_Given problem:_ Please reproduce the passage on journalism's independence below word for word, starting with "In 2026, these" and going on through "our collective resilience.".

_Passage to read:_
(begin)
The fight for independence
As we enter 2026, journalism stands at one of the more precarious crossroads in modern history. The past year witnessed historic media consolidation and unprecedented legislative and executive hostility in the U.S., making the simple act of reporting the news a liability. Add this to the long line of woe brought about by years of economic pressure and technological change, and we find a widening gap between institutions committed to robust editorial independence and those buckling under commercial or political pressure.
In 2026, these pressures will accelerate an already alarming trend: the number of truly independent American journalism institutions will continue to decline. The question is less whether the media will survive, or whether the public will trust us, but whether the industry can continue to claim true independence versus settling for programming in the shape of news. But these pressures also create an opportunity: to differentiate those who prioritize independence and collaborate to strengthen our collective resilience.
(end)
_Data excerpts:_
(begin)
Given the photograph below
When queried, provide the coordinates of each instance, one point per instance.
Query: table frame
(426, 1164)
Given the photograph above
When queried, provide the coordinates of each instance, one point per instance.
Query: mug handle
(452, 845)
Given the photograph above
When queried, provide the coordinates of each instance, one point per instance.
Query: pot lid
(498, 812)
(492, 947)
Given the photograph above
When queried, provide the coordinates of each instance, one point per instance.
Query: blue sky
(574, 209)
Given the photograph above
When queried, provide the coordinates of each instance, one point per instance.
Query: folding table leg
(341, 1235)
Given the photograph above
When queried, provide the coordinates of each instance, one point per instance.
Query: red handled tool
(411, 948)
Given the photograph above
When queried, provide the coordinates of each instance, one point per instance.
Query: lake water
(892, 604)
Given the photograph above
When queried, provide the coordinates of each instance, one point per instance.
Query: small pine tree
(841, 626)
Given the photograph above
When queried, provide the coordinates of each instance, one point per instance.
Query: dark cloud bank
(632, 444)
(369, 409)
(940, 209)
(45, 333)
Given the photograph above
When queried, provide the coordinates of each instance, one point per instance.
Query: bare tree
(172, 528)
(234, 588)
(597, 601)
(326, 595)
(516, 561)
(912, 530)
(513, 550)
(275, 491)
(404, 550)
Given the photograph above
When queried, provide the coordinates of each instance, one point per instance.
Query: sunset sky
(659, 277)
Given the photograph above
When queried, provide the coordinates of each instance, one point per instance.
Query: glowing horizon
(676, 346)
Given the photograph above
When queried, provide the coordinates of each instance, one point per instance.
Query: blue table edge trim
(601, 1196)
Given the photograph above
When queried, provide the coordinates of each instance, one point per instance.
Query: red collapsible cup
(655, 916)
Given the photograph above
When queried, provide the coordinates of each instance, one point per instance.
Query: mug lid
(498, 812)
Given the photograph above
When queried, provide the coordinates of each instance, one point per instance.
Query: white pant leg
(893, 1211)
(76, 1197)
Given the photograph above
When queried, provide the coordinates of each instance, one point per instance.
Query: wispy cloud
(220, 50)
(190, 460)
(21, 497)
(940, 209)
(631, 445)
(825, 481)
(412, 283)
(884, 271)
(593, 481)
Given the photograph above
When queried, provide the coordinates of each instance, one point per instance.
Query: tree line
(end)
_Response to the exercise:_
In 2026, these pressures will accelerate an already alarming trend: the number of truly independent American journalism institutions will continue to decline. The question is less whether the media will survive, or whether the public will trust us, but whether the industry can continue to claim true independence versus settling for programming in the shape of news. But these pressures also create an opportunity: to differentiate those who prioritize independence and collaborate to strengthen our collective resilience.